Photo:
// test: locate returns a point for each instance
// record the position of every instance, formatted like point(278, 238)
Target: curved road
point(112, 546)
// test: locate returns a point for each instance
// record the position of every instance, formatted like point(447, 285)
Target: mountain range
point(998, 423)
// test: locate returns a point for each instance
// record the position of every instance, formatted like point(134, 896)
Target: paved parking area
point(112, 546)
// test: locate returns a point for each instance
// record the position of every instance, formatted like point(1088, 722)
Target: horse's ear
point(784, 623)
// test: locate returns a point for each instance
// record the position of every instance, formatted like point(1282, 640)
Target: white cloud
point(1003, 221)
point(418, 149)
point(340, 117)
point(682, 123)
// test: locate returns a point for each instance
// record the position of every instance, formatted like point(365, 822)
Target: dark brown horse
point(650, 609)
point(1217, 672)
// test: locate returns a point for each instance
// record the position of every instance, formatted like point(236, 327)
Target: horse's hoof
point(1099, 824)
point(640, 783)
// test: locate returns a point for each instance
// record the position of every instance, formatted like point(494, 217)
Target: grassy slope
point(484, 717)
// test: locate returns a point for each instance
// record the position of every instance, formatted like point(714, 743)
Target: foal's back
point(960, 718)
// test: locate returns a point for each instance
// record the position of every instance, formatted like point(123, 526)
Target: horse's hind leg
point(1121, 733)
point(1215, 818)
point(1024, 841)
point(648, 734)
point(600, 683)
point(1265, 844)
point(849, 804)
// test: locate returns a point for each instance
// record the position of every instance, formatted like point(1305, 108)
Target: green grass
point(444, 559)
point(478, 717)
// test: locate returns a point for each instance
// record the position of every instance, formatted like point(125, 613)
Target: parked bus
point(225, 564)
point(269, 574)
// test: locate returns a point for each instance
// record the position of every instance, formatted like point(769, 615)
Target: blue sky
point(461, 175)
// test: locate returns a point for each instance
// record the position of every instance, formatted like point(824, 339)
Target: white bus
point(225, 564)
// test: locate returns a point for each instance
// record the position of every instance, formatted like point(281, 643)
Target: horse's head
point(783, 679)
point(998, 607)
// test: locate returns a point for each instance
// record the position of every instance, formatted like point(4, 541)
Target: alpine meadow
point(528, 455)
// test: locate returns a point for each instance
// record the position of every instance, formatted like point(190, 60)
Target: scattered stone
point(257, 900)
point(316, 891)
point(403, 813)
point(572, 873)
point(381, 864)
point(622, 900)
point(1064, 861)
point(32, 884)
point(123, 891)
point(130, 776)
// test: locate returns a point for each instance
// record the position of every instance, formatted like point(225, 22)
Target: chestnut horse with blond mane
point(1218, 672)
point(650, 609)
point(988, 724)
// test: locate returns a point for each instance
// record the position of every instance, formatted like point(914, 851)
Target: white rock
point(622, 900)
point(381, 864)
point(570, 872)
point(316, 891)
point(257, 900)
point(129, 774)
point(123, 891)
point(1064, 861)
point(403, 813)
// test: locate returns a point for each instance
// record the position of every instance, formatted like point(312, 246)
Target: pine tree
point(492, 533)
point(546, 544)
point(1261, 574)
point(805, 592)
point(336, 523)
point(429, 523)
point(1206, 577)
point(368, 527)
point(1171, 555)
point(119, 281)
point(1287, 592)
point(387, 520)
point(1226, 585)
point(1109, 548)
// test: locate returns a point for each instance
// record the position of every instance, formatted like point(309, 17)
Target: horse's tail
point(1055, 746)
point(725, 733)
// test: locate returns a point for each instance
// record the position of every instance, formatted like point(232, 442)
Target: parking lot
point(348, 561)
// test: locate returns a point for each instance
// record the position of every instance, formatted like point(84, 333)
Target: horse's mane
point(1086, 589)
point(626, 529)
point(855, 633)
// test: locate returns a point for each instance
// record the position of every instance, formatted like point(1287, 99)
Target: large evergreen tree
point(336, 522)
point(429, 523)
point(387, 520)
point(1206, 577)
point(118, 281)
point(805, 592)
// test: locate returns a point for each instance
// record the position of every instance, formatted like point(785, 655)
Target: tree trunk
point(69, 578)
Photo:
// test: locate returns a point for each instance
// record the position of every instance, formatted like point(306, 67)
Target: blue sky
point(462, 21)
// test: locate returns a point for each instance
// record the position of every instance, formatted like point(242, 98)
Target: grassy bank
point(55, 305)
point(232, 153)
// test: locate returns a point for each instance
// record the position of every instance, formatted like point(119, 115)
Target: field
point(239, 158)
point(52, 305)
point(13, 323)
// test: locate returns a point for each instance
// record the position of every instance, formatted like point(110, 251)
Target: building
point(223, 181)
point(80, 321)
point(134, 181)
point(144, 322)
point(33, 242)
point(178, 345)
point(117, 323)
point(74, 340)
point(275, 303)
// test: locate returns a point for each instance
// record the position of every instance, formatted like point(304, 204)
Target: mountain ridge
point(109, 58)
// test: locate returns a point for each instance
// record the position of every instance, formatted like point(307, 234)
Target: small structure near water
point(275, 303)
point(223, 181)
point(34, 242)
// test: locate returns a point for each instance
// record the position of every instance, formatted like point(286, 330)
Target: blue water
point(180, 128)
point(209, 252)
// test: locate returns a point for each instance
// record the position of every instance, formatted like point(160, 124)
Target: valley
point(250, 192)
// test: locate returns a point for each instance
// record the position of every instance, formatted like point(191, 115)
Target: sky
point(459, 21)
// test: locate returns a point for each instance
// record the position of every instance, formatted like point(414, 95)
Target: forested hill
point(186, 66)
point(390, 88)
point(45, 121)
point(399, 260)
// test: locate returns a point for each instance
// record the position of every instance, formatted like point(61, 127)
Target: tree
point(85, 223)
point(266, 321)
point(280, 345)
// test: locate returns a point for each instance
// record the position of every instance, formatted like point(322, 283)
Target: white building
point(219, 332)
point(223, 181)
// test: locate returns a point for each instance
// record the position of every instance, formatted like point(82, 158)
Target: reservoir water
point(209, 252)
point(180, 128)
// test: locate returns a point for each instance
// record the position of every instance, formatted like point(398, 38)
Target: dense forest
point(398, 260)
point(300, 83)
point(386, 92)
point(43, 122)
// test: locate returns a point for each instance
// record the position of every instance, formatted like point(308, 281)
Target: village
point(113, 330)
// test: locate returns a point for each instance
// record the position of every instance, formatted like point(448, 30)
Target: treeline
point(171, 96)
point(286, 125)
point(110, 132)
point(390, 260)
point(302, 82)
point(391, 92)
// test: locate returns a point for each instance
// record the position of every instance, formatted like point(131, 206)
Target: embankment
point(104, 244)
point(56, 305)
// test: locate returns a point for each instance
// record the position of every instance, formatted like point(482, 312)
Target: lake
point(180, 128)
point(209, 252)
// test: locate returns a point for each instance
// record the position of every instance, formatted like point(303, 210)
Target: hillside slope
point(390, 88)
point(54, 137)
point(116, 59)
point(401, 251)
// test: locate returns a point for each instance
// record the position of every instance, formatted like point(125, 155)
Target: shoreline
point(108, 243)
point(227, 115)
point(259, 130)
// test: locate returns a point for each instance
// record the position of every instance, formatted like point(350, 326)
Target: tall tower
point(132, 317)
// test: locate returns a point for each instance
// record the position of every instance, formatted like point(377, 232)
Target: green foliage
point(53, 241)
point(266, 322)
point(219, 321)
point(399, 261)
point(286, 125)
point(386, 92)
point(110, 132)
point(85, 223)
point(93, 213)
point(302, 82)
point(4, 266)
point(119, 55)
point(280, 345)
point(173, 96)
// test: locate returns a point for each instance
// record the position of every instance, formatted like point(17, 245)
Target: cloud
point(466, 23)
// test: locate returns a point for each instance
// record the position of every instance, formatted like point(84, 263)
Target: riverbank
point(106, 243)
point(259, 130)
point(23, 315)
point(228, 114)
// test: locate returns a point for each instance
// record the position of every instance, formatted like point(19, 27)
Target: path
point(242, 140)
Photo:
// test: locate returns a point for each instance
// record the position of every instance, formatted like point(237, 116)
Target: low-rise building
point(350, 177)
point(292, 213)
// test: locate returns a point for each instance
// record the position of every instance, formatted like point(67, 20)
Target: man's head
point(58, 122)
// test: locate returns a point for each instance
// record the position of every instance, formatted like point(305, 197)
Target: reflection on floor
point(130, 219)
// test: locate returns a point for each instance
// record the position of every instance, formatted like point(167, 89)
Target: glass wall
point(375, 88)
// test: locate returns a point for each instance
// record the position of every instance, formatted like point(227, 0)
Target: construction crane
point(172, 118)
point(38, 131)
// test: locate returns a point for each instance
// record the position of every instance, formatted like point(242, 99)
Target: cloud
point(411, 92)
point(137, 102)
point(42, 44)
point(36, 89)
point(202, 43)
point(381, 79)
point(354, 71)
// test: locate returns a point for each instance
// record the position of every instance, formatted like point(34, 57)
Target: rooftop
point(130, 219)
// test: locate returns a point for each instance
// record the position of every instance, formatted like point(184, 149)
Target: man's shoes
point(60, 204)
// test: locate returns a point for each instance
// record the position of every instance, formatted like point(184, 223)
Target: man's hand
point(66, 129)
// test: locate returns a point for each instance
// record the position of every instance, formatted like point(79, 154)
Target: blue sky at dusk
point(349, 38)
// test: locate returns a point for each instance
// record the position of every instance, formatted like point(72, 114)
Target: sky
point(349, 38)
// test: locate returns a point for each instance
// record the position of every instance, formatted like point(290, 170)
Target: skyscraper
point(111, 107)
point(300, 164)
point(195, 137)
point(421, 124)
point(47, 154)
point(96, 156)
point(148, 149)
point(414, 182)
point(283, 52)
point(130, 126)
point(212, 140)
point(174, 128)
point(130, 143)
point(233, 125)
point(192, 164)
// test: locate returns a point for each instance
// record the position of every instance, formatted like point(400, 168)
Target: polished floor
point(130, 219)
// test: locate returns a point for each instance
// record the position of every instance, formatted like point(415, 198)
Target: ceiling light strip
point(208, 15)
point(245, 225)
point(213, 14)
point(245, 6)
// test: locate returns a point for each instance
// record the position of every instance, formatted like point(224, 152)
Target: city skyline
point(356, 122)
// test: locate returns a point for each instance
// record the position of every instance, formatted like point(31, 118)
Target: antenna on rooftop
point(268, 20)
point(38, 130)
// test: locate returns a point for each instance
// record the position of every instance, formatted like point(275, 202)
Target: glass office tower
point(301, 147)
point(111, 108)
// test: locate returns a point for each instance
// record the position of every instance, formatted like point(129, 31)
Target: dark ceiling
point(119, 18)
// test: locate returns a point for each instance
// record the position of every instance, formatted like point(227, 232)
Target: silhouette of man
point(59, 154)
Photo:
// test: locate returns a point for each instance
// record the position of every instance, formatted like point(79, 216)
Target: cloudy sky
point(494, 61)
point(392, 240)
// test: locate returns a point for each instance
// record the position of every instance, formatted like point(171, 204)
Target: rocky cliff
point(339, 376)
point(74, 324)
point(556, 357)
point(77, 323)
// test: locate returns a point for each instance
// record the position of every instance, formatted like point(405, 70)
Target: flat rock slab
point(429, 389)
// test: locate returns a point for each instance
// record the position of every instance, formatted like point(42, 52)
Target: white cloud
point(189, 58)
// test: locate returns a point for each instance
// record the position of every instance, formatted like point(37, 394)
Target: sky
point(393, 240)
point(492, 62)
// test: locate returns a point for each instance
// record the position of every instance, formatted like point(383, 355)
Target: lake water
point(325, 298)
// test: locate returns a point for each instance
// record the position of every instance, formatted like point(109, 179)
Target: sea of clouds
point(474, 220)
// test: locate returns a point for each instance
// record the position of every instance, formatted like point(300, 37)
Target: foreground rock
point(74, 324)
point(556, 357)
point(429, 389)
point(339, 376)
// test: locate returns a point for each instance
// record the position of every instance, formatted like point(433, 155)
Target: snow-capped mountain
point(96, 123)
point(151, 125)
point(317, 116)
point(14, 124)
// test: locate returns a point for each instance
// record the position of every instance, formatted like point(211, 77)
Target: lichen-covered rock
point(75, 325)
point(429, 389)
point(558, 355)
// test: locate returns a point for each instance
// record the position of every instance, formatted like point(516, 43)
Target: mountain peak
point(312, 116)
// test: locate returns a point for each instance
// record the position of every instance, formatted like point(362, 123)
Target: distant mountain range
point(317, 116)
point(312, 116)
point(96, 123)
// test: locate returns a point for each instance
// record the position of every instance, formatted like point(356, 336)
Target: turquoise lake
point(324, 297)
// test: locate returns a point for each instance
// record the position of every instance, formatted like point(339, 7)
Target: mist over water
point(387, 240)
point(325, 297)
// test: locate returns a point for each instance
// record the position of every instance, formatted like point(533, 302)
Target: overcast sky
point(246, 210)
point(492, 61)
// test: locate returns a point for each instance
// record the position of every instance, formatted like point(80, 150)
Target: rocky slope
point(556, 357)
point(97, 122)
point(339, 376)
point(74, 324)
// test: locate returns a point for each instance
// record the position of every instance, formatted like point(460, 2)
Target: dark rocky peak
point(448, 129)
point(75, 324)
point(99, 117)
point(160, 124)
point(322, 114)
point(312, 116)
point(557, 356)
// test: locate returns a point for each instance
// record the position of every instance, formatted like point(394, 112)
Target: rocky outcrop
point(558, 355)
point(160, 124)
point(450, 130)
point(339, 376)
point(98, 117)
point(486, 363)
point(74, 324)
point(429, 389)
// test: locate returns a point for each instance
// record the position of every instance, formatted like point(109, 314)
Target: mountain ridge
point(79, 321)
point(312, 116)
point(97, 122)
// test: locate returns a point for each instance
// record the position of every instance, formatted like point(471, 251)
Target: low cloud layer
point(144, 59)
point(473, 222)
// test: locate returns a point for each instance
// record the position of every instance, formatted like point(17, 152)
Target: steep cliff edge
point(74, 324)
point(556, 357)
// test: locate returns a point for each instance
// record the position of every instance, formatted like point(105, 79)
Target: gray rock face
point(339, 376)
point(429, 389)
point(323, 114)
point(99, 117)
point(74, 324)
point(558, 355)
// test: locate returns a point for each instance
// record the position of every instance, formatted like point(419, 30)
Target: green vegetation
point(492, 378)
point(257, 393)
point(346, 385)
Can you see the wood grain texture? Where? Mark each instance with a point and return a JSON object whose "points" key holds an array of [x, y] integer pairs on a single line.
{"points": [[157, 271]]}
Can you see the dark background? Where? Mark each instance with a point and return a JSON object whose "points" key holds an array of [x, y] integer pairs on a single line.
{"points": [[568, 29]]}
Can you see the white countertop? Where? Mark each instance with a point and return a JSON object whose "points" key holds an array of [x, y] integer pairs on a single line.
____________________
Task details: Your answer must consist solely of the lines above between the line holding "Target: flat rock slab" and the line holding "like point(362, 123)", inclusive, copied exactly.

Written reply:
Target: flat rock slab
point(429, 389)
// test: locate returns a point for each instance
// record the position of every instance, formatted like point(42, 52)
Target: white cloud
point(189, 58)
// test: locate returns a point for each instance
// record the position of every instance, formatted like point(37, 394)
Target: sky
point(393, 240)
point(492, 62)
// test: locate returns a point for each instance
// record the position of every instance, formatted like point(383, 355)
Target: lake water
point(325, 298)
// test: locate returns a point for each instance
// record the position of every instance, formatted like point(109, 179)
Target: sea of clouds
point(474, 220)
// test: locate returns a point for each instance
// record the position of every instance, formatted like point(300, 37)
Target: foreground rock
point(74, 324)
point(556, 357)
point(429, 389)
point(339, 376)
// test: locate returns a point for each instance
// record the position of every instance, formatted like point(433, 155)
Target: snow-capped mountain
point(96, 123)
point(151, 125)
point(317, 116)
point(14, 124)
// test: locate returns a point for each instance
// record the position of every instance, formatted like point(211, 77)
Target: lichen-covered rock
point(75, 325)
point(429, 389)
point(558, 355)
// test: locate returns a point for each instance
// record the position of every instance, formatted like point(516, 43)
Target: mountain peak
point(312, 116)
// test: locate returns a point for each instance
// record the position of every instance, formatted like point(362, 123)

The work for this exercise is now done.